# Information given
━━━━
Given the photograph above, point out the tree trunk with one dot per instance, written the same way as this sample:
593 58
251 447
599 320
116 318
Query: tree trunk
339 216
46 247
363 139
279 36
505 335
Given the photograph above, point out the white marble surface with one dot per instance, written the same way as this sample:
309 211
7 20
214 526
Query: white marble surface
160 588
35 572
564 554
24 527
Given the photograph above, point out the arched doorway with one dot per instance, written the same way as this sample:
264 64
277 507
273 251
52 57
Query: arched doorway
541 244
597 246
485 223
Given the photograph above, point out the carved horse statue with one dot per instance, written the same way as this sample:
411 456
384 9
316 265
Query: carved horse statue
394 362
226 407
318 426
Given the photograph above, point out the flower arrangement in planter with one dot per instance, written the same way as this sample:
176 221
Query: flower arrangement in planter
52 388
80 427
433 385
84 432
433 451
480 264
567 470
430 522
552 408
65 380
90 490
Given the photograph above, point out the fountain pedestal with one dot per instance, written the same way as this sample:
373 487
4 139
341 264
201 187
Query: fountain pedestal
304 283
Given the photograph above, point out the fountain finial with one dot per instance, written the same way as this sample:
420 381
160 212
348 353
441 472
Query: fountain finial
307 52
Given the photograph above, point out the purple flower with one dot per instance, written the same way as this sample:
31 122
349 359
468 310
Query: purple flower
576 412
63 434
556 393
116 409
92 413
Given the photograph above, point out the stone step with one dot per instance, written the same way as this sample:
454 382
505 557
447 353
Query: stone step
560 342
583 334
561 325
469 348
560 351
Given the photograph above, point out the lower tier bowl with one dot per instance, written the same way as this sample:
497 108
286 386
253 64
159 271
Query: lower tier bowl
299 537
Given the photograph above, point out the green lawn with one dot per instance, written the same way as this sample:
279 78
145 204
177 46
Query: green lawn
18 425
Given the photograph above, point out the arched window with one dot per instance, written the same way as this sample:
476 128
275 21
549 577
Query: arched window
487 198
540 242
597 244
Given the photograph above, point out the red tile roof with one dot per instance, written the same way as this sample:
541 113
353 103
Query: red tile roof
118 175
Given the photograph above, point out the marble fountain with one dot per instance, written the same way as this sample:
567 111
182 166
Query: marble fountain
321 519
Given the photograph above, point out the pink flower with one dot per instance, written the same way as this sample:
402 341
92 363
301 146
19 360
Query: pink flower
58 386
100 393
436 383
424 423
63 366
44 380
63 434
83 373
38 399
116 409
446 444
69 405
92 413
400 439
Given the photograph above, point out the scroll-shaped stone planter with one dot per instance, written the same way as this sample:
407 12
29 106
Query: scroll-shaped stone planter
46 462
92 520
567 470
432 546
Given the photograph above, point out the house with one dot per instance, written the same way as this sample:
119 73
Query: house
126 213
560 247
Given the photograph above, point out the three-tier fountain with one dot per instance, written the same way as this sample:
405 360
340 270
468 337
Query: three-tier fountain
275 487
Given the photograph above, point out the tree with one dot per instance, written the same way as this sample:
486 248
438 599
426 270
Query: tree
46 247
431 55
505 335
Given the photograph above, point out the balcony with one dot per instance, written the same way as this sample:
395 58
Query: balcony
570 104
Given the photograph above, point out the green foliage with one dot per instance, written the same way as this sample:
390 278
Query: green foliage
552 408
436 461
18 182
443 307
━━━━
# What needs to be done
Each line from the one with "Given the photograph above, point out the balcony" through the end of the records above should be written out exactly. No other line should appear.

# Task answer
Given the photograph above, point out the balcony with one dot per instance, written the same way as this sample:
395 58
Query: balcony
570 104
Given the photograph above, point out the green foliage with one dot per instance, written the same way as this sample:
390 278
Query: green foliage
552 408
436 461
18 182
443 307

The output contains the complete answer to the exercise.